- _Problem requirements_
Your task is to copy every line below that contains the word "pillar".
━━━ Material shown ━━━
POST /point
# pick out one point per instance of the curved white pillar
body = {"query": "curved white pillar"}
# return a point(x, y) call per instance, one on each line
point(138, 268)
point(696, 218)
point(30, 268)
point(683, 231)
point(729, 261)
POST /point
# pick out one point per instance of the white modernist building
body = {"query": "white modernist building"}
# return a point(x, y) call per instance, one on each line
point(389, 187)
━━━
- _Output of the exercise_
# pick out one point per instance of the curved white pillar
body = {"query": "curved white pillar"}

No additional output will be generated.